**Work task 1**
Do these statements agree with the preface excerpt? Answer each with yes or no and quote the words that decide it: (a) The people gathering this history spoke with their relatives only in English. (b) The writer of the second section was born in Japan. (c) Gilbert White was born in Minnesota.
**Work task 2**
According to the preface excerpt, why did the writer of the second section find it sensible to act with respect toward the original inhabitants of Minnesota? Answer in one to three sentences.
____ Document extract
More than anything, this project has been a collaborative endeavor. We traveled among the different bands, communities, reservations, reserves, countries, and families to gather this history. We spoke with our relatives in English and in Dakota. We learned that we have only scratched the surface of the vast knowledge that our people hold. This book will be just one among the many more we hope will follow. We have high expectations that it will inspire many more stories, from many more viewpoints, and above all, more sharing of what it means to be a part of this beautiful homeland. I am humbled to have been a small part of the process. Ihuŋ, wopida ye. Henana epe kte. De winuna miye.
BRUCE WHITE
My mother, Helen McCann, was born in Minnesota, and my father, Gilbert White, was born in Shanghai, China, the child of missionaries. I was born in Japan. For a good part of my childhood we lived overseas. During that time my parents insisted on the importance of respect for the people and the cultures of those in whose countries we were guests. When my family returned to live in Minnesota, it made sense to act with the same respect for the original inhabitants of this place, of whom we were guests.
________
____ Source data
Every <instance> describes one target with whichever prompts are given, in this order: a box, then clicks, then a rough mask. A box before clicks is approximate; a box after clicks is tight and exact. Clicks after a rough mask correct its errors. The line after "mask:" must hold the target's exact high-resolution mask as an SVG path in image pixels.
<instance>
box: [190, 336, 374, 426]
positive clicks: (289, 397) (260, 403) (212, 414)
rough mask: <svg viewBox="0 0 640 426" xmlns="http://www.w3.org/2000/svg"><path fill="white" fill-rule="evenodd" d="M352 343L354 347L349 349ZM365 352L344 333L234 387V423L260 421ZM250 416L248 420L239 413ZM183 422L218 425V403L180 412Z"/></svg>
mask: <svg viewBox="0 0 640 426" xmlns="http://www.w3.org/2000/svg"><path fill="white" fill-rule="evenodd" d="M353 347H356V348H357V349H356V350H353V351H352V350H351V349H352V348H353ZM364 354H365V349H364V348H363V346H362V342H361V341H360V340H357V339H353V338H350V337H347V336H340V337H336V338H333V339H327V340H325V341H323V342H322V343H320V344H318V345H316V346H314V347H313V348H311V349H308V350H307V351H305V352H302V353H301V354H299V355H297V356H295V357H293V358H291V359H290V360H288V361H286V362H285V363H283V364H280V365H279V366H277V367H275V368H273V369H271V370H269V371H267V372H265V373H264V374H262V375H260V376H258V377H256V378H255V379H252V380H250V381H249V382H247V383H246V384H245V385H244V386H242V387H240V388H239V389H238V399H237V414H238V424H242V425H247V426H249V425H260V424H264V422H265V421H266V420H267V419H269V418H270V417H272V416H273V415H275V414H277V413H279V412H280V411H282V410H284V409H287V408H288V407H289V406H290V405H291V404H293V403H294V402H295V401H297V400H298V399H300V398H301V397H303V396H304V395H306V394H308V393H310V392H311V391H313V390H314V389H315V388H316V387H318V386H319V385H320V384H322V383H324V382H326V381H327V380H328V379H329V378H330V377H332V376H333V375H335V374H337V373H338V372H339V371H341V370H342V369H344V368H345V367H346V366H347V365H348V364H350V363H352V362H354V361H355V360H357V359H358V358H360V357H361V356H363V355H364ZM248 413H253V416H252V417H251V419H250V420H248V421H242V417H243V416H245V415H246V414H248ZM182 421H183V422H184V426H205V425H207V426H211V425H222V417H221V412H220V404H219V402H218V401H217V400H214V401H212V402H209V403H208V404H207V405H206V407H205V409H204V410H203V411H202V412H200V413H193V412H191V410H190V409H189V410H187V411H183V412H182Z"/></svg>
________
**Response box 1**
(a) No: "We spoke with our relatives in English and in Dakota."
(b) Yes: "I was born in Japan."
(c) No: "my father, Gilbert White, was born in Shanghai, China"

**Response box 2**
While the family lived overseas, the writer's parents insisted on respect for the people and cultures of the countries where they were guests. Back in Minnesota, the family were guests of the original inhabitants of this place, so the same respect applied.